__TASK DIRECTIONS__. Without the pictures, write out all the lines below exactly as they appear.

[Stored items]
================
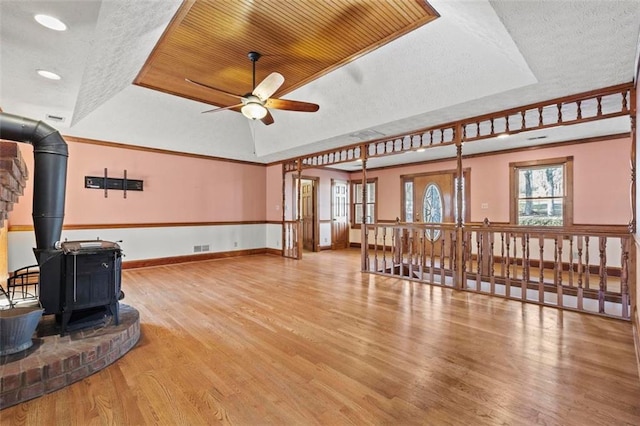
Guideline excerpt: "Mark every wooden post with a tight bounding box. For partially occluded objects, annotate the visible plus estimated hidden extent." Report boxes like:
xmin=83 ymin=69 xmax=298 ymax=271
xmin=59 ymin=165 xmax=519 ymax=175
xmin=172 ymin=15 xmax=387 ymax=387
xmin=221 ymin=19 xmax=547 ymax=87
xmin=281 ymin=163 xmax=286 ymax=256
xmin=455 ymin=123 xmax=464 ymax=289
xmin=630 ymin=86 xmax=637 ymax=234
xmin=360 ymin=147 xmax=368 ymax=271
xmin=296 ymin=160 xmax=303 ymax=259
================
__SOLVED PROBLEM__.
Guideline excerpt: "Mark every wooden post with a tight bounding box. For partially occluded objects, annotate the visible plus estimated hidden extent." Report boxes like:
xmin=83 ymin=69 xmax=298 ymax=271
xmin=59 ymin=165 xmax=519 ymax=175
xmin=172 ymin=15 xmax=387 ymax=387
xmin=221 ymin=19 xmax=547 ymax=87
xmin=281 ymin=163 xmax=286 ymax=256
xmin=455 ymin=123 xmax=464 ymax=289
xmin=630 ymin=86 xmax=637 ymax=234
xmin=360 ymin=147 xmax=368 ymax=271
xmin=296 ymin=160 xmax=303 ymax=259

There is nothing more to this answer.